(Beginning of Text for analysis)

Delaney Wahl seems like any other high school student, but two words make the Bay Port senior one in a million.
Epithelioid Hemangioendothelioma (EHE).
EHE is a rare and often deadly vascular sarcoma form of cancer that produce unpredictable tumors which form on blood vessels most commonly found in the arms, legs, lungs, and liver.
After years of misdiagnosis, Wahl found of she had EHE in 2014 after a tumor was discovered in her left bicep.
"My immediate thought was like, wow," Wahl said. "There's not a way to put that into words. If you haven't been there you don't know. But I guess shock is just the first thing. I kind of sat there for a second and said 'Okay, I'm going to be okay. I'm going to work through this.' I think I kind of shocked my mom with that response. I've just stuck with that attitude that we're going to get through it. This is crazy, but we're going to be okay."
EHE affects 100-200 people every year, and there is currently no know cure or an established treatment. Each patient diagnosed with Epithelioid Hemangioendothelioma is considered experimental.
"I was one of 11 teenagers at the time (of her diagnosis), and of those 11 teenagers only 4 of them are still with us here today," Wahl Said.
Her family quickly found there was no funding for EHE either. So Delaney and her mother Julie formed the EHE Foundation in 2015 to increase awareness of EHE, pursue scientific research, bridge clinical information between researchers,providers, and patients and advocate for and support EHE patients.
Julie is currently the President of the EHE Foundation.
"My mom and I joined a Facebook group pretty early on into my diagnosis, and everyone on there is like 'I hope they find a cure, I hope something happens, I hope they can find a treatment," Delaney said."
"My mom and I have always been doers, and we looked at each other like there is no 'they.' Nobody is going to do this if it's not us."
Though she is currently battling tumors in her lungs, Wahl still competes for the reigning state champion Bay Port girls soccer team. If you watch her you wouldn't know anything is wrong.

(End of Text for analysis)
(Beginning of Source material)

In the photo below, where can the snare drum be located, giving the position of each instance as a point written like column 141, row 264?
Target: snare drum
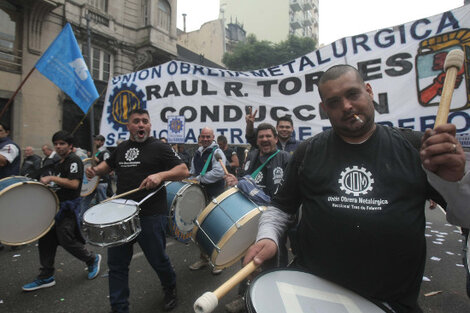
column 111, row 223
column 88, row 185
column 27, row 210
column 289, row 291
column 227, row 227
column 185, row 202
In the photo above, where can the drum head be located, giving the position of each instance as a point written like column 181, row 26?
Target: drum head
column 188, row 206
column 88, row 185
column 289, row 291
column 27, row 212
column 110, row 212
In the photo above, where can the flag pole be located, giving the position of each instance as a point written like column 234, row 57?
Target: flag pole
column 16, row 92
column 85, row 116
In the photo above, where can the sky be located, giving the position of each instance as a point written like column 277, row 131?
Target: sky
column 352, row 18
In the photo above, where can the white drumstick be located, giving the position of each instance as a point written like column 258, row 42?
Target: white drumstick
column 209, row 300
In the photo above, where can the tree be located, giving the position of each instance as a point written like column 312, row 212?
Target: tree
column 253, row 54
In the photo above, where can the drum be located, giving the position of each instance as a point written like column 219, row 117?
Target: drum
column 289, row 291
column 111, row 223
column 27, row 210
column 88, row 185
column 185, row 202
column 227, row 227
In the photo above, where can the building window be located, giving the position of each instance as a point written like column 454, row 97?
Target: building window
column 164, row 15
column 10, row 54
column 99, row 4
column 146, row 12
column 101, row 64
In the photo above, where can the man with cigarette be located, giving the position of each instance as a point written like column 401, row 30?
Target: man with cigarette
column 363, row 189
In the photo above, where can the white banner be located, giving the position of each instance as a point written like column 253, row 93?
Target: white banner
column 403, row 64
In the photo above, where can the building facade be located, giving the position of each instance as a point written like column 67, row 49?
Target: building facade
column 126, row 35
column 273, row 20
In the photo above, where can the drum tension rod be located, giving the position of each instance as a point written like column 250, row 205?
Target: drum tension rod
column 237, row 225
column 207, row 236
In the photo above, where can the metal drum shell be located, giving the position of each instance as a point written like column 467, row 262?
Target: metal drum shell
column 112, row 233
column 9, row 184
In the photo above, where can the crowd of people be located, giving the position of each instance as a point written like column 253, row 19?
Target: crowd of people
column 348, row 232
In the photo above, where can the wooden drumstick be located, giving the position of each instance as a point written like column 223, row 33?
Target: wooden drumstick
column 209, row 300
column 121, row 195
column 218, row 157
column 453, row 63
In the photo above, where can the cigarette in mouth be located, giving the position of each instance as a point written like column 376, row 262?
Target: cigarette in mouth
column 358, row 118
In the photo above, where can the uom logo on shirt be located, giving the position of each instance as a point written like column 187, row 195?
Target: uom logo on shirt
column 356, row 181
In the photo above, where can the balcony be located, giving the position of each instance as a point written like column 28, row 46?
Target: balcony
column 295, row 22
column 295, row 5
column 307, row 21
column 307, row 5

(End of Source material)
(Beginning of Source material)

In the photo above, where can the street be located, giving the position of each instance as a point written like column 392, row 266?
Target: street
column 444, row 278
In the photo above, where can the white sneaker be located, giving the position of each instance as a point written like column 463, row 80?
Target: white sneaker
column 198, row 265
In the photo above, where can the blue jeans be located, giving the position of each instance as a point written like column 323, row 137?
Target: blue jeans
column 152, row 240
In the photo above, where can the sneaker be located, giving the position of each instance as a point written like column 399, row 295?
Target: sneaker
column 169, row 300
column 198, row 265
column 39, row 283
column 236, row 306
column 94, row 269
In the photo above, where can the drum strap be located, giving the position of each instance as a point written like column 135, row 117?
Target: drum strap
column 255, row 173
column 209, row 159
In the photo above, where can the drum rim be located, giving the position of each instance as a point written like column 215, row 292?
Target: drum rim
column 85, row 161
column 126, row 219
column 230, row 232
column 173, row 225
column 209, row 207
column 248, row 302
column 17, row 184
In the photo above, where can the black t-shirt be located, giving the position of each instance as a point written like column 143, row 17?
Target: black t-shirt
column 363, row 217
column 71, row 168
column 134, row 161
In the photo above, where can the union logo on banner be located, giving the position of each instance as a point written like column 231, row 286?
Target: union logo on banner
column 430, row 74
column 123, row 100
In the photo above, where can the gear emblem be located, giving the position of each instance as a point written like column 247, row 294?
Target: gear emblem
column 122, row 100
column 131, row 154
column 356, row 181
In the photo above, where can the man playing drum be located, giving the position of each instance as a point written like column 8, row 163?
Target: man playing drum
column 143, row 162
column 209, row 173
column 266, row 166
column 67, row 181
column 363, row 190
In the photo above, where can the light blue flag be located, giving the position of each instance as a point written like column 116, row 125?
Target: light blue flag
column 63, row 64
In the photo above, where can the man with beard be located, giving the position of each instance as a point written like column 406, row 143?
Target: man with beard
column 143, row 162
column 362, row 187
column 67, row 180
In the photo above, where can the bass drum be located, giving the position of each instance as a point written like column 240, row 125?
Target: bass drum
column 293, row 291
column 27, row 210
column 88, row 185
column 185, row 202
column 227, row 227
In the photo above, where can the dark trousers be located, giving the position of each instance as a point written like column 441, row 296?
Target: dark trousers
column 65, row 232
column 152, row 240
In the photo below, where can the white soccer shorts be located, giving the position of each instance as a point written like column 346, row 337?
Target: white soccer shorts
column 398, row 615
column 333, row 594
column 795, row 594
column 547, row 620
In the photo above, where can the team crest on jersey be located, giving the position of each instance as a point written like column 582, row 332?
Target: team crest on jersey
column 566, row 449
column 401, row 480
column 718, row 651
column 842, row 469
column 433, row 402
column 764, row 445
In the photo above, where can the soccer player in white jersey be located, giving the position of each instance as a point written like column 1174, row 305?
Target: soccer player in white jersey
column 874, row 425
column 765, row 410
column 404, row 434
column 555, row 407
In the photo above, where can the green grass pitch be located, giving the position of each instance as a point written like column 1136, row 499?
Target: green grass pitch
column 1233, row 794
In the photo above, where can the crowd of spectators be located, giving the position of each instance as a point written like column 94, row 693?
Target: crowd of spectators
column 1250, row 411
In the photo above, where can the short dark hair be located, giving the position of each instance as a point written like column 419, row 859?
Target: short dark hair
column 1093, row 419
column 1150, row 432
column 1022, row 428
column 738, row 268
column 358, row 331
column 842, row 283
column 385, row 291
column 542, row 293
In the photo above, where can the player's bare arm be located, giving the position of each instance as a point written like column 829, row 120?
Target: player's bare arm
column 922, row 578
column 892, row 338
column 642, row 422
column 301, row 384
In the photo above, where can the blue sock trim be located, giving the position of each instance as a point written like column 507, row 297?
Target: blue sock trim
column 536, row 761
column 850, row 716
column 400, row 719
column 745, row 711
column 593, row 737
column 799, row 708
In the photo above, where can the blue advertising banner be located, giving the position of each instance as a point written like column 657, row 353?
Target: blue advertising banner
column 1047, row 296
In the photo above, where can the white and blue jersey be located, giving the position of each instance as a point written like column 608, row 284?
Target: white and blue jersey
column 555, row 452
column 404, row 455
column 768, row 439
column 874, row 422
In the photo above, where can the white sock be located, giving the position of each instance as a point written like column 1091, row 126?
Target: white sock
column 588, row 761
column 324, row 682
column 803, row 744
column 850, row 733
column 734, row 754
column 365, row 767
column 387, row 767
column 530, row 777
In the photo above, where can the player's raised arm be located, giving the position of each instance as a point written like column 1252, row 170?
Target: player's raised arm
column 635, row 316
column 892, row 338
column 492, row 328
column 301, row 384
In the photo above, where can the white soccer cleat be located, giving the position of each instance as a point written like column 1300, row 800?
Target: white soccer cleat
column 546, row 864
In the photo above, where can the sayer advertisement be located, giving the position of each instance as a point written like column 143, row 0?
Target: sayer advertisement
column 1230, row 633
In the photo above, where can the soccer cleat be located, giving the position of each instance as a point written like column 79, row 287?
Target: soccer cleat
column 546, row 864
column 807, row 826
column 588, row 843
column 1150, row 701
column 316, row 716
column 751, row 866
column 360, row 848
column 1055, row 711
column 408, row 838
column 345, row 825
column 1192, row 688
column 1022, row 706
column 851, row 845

(End of Source material)

[Things to do]
a) From the article about Delaney Wahl, print everything from "Though she is" down to "anything is wrong.", word for word.
b) Answer these questions using the article about Delaney Wahl:
(i) In what year did Wahl find out she had EHE?
(ii) Where in her body was the tumor that led to her diagnosis discovered?
(iii) Who is currently the President of the EHE Foundation?
c) Go on with the article about Delaney Wahl, picking up after its final sentence.

[Results of the exercise]
a)
Though she is currently battling tumors in her lungs, Wahl still competes for the reigning state champion Bay Port girls soccer team. If you watch her you wouldn't know anything is wrong.

b)
(i) 2014
(ii) In her left bicep
(iii) Julie, her mother

c)
"My cancer doesn't respond well at all to typical forms of chemotherapy and radiation, which is why I was able to keep my hair," Wahl said. "I'm actually on an experimental form of chemo right now, and hoping that it works. I take pills in the morning, I take pills at night and I get scans every couple of months. My next scans are actually coming up in June. I just live day by day. If I get my heart rate up really high I get nauseous, so I take nausea medicine before practices and before games. I just handle side effects as they come."
Bay Port girls soccer coach Brooke Mraz says Wahl's path can help give her peers valuable perspective.
"It does help them to step back and say she's someone that we should look to and follow and be inspired by because in the bigger picture she's got it right," Mraz said.
"On the sidelines she's a voice of positivity. On the field she's a voice of positivity. She's a work-horse. So even if it's not inspiring through the journey she's on, she's still inspiring through her actions and words in ways that's contagious."
So how does Wahl stay so positive?
"I have always just thought you can only control what you can control, and one of those things is your attitude," she said. "Cancer is coming at me hard and strong, so I've got to go back as hard as I can."
And when times get really tough, she thinks about those she's got to know and lost along the way.
"They wouldn't want me to be sad and give up. They would want me to keep fighting. I wake up every day with a smile on my face, and I think this is another day where I get to represent everybody that I lost and another day to work for a cure for people that are going to be diagnosed in the future.
"It's a way to work for myself, work for everybody else, and ultimately I just want to help people."